*Aim of the task*
Convert each line of the records below into a JSON list of strings, with one string per line and no entries for blank lines.

(Data entries)
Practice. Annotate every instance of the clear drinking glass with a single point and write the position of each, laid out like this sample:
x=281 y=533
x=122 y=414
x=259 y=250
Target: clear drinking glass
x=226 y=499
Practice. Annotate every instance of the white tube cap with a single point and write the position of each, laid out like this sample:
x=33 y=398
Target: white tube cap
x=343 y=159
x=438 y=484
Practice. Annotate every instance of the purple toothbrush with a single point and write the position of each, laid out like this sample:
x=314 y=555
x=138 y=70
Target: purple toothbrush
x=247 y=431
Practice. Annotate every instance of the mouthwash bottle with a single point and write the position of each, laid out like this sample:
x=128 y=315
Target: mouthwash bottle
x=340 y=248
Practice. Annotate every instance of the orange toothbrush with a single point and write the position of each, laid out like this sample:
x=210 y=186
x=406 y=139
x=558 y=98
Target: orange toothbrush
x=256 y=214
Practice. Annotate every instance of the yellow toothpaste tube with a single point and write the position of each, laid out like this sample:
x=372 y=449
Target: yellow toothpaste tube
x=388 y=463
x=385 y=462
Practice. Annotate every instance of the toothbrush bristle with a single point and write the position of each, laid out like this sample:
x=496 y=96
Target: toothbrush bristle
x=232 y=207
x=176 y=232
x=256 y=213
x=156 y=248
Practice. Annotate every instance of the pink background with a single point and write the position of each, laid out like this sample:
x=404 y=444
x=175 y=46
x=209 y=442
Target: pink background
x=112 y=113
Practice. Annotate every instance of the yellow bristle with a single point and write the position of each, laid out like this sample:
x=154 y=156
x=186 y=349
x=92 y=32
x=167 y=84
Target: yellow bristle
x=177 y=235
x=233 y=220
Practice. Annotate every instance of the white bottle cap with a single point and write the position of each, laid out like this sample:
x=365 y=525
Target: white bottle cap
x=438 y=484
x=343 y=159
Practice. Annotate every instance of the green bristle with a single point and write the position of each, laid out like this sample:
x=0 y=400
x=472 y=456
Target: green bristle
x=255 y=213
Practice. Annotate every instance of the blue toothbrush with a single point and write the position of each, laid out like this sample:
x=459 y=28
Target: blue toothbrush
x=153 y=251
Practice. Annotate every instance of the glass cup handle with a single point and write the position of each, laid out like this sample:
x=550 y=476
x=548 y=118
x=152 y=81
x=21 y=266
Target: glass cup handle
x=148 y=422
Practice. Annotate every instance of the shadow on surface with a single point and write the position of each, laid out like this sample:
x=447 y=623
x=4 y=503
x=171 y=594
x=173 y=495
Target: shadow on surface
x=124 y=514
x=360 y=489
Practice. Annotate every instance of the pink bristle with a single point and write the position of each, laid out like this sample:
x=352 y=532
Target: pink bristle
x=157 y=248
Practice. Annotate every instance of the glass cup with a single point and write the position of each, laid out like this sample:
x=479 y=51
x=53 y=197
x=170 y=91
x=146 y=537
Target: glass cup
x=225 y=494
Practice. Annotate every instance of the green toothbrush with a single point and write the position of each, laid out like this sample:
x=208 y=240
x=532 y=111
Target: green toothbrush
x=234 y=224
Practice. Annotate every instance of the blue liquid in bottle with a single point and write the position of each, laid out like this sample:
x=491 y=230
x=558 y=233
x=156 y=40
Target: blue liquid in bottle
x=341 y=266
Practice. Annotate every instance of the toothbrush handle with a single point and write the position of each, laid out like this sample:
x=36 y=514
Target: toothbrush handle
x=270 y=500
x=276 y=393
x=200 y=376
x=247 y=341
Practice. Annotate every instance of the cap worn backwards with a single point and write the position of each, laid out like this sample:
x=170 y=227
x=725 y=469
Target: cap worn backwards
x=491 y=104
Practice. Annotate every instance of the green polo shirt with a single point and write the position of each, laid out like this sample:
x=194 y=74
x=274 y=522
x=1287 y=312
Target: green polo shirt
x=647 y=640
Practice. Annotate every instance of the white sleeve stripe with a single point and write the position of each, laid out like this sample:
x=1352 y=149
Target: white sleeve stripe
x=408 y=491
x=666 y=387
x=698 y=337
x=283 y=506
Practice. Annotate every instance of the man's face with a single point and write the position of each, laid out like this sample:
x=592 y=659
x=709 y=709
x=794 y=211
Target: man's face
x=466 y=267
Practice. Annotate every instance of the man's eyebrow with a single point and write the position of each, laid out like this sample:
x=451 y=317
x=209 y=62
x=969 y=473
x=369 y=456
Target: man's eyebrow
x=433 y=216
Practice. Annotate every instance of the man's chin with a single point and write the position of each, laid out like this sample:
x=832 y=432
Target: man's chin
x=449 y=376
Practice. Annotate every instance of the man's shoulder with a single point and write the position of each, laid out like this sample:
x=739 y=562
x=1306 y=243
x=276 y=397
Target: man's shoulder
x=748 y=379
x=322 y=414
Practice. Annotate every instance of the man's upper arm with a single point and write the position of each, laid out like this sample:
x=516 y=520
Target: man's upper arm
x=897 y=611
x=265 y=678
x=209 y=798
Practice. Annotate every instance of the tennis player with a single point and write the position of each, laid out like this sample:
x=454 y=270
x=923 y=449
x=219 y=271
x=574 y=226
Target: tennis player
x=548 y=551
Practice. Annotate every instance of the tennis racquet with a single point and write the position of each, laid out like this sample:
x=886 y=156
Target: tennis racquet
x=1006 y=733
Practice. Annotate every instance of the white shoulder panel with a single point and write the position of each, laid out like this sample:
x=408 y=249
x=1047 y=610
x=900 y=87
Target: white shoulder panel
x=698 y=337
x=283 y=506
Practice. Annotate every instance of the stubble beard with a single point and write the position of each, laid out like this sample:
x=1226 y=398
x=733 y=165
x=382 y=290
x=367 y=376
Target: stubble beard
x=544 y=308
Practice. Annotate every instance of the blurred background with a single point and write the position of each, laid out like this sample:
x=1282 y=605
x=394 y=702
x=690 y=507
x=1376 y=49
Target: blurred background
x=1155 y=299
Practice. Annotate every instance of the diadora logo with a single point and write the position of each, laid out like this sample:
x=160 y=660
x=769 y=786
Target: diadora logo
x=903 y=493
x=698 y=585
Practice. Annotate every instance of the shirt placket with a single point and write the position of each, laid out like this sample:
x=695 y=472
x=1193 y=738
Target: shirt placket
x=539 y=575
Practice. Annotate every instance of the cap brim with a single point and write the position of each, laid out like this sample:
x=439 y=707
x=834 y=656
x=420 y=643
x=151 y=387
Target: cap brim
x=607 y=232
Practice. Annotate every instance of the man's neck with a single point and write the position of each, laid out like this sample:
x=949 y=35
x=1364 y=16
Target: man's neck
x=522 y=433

*Written reply*
[
  "Practice. Annotate every instance of the clear drinking glass with a single point and write the position of each, laid out like this sample:",
  "x=281 y=533",
  "x=122 y=414",
  "x=259 y=250",
  "Target: clear drinking glass",
  "x=226 y=499",
  "Practice. Annotate every instance of the white tube cap with a single point and write the position of each, laid out like this sample:",
  "x=33 y=398",
  "Target: white tube cap",
  "x=343 y=159",
  "x=438 y=484",
  "Practice. Annotate every instance of the purple toothbrush with a single point and write the position of each, laid out like this sample:",
  "x=314 y=555",
  "x=138 y=70",
  "Target: purple toothbrush",
  "x=247 y=431",
  "Practice. Annotate every instance of the mouthwash bottle with a single point and write the position of each, laid out like this sample:",
  "x=128 y=315",
  "Target: mouthwash bottle",
  "x=340 y=248",
  "Practice. Annotate every instance of the orange toothbrush with a single point and write the position of each, laid out like this sample:",
  "x=210 y=186",
  "x=406 y=139",
  "x=558 y=98",
  "Target: orange toothbrush",
  "x=256 y=214",
  "Practice. Annotate every instance of the yellow toothpaste tube with a single point and write the position of each, laid out like this sample:",
  "x=372 y=449",
  "Target: yellow toothpaste tube",
  "x=388 y=463",
  "x=385 y=462",
  "Practice. Annotate every instance of the toothbrush bristle with a single point and write the position of each, laid out like this sample:",
  "x=496 y=96",
  "Target: toothbrush bristle",
  "x=232 y=207",
  "x=176 y=232",
  "x=256 y=213",
  "x=156 y=248",
  "Practice. Annotate every instance of the pink background with a single point and write the position of each, laid out like this sample:",
  "x=404 y=444",
  "x=175 y=46",
  "x=209 y=442",
  "Target: pink background",
  "x=112 y=113",
  "Practice. Annotate every instance of the yellow bristle with a single point and write the position of each, laid out like this sample:",
  "x=154 y=156",
  "x=186 y=349",
  "x=92 y=32",
  "x=167 y=84",
  "Target: yellow bristle",
  "x=177 y=235",
  "x=233 y=220",
  "Practice. Annotate every instance of the white bottle cap with a single point and write the position of each, laid out like this sample:",
  "x=365 y=525",
  "Target: white bottle cap",
  "x=438 y=484",
  "x=343 y=159",
  "Practice. Annotate every instance of the green bristle with a single point and write the position of each, laid out like this sample:",
  "x=0 y=400",
  "x=472 y=456",
  "Target: green bristle",
  "x=255 y=213",
  "Practice. Annotate every instance of the blue toothbrush with a single point and write the position of each, laid out like this sample:",
  "x=459 y=28",
  "Target: blue toothbrush",
  "x=153 y=251",
  "Practice. Annotate every instance of the glass cup handle with a single point and write the position of each, laid out like this sample:",
  "x=550 y=476",
  "x=548 y=118",
  "x=152 y=81",
  "x=21 y=266",
  "Target: glass cup handle",
  "x=148 y=422",
  "Practice. Annotate every instance of the shadow on surface with a single point and write the position of each, laid out like this sample:",
  "x=447 y=623",
  "x=4 y=503",
  "x=171 y=594",
  "x=173 y=495",
  "Target: shadow on surface",
  "x=124 y=514",
  "x=360 y=489",
  "Practice. Annotate every instance of the pink bristle with a single point and write the position of each, laid out like this sample:",
  "x=352 y=532",
  "Target: pink bristle",
  "x=157 y=248",
  "Practice. Annotate every instance of the glass cup with a single point and write the position of each, laid out like this sample:",
  "x=479 y=51",
  "x=53 y=197",
  "x=170 y=91",
  "x=146 y=537",
  "Target: glass cup",
  "x=225 y=494",
  "Practice. Annotate every instance of the green toothbrush with a single point and write the position of each, laid out like this sample:",
  "x=208 y=240",
  "x=532 y=111",
  "Target: green toothbrush",
  "x=234 y=224",
  "Practice. Annotate every instance of the blue liquid in bottle with a single point and write the position of each, laid out like this sample:",
  "x=491 y=230",
  "x=558 y=233",
  "x=156 y=40",
  "Target: blue liquid in bottle",
  "x=341 y=266",
  "Practice. Annotate every instance of the toothbrush handle with a single point and write the position of each, laid out like this sample:",
  "x=36 y=514",
  "Target: toothbrush handle",
  "x=270 y=500",
  "x=276 y=393",
  "x=200 y=376",
  "x=247 y=341",
  "Practice. Annotate every instance of the cap worn backwards with a single point and write the position of each, laid out like this sample:",
  "x=170 y=227",
  "x=725 y=469",
  "Target: cap worn backwards",
  "x=491 y=104",
  "Practice. Annotate every instance of the green polo shirt with a single point and write the position of each, laid out like this sample:",
  "x=194 y=74",
  "x=274 y=522",
  "x=1287 y=312",
  "Target: green polo shirt",
  "x=647 y=640",
  "Practice. Annotate every instance of the white sleeve stripe with a single point and write the position of each, laid out like this sample:",
  "x=1352 y=149",
  "Target: white sleeve stripe",
  "x=408 y=491",
  "x=666 y=387",
  "x=698 y=337",
  "x=283 y=506",
  "Practice. Annotate every instance of the man's face with a single point and write the position of each, laid out like this sample:",
  "x=592 y=659",
  "x=709 y=709",
  "x=794 y=211",
  "Target: man's face",
  "x=466 y=267",
  "Practice. Annotate every instance of the man's eyebrow with a single point and write the position of each, laid out like this sample:",
  "x=451 y=317",
  "x=209 y=62",
  "x=969 y=473",
  "x=369 y=456",
  "Target: man's eyebrow",
  "x=433 y=216",
  "Practice. Annotate every instance of the man's chin with a single point and write the position of each, laid out like this sample:",
  "x=832 y=432",
  "Target: man's chin",
  "x=449 y=376",
  "Practice. Annotate every instance of the man's shoulder with a single point and write the position of each, laid out like this sample:",
  "x=739 y=562",
  "x=1306 y=243",
  "x=276 y=397",
  "Target: man's shoulder",
  "x=748 y=379",
  "x=322 y=414",
  "Practice. Annotate every instance of the man's upper arm with a single point and write the position of each, laid out like this sample:",
  "x=516 y=520",
  "Target: man's upper arm",
  "x=897 y=611",
  "x=265 y=678",
  "x=209 y=798",
  "Practice. Annotate every instance of the tennis player with a single point and write the position of each, laid out like this sample:",
  "x=454 y=270",
  "x=923 y=449",
  "x=219 y=271",
  "x=574 y=226",
  "Target: tennis player",
  "x=548 y=551",
  "Practice. Annotate every instance of the tennis racquet with a single point and write the position of each, laid out like this sample:",
  "x=886 y=156",
  "Target: tennis racquet",
  "x=1006 y=733",
  "Practice. Annotate every instance of the white shoulder panel with a single point and write the position of each, laid out like this sample:",
  "x=408 y=249",
  "x=1047 y=610",
  "x=900 y=87",
  "Target: white shoulder panel",
  "x=698 y=337",
  "x=283 y=506",
  "Practice. Annotate every instance of the stubble beard with a single point and write the position of each, laid out like this sample:",
  "x=1226 y=398",
  "x=733 y=165",
  "x=382 y=290",
  "x=367 y=376",
  "Target: stubble beard",
  "x=544 y=308",
  "Practice. Annotate every instance of the blurred background with a single point and write the position of each, laid out like this sample:",
  "x=1282 y=605",
  "x=394 y=702",
  "x=690 y=507",
  "x=1376 y=49",
  "Target: blurred background",
  "x=1155 y=299",
  "Practice. Annotate every instance of the diadora logo with a single point and write the position of each, laid out like this sample:",
  "x=160 y=660",
  "x=769 y=786",
  "Target: diadora logo",
  "x=903 y=493",
  "x=698 y=585",
  "Practice. Annotate every instance of the shirt placket with a single point and write the position of each, laid out like this sample:",
  "x=695 y=472",
  "x=1193 y=738",
  "Target: shirt placket",
  "x=539 y=575",
  "Practice. Annotate every instance of the cap brim with a single point and write the position of each, laid out like this sample:",
  "x=439 y=707",
  "x=834 y=656",
  "x=420 y=643",
  "x=151 y=387",
  "Target: cap brim",
  "x=607 y=232",
  "Practice. Annotate every instance of the man's neck with a single point and write the position of each, laid out like this sample:",
  "x=949 y=35",
  "x=1364 y=16",
  "Target: man's neck",
  "x=522 y=433"
]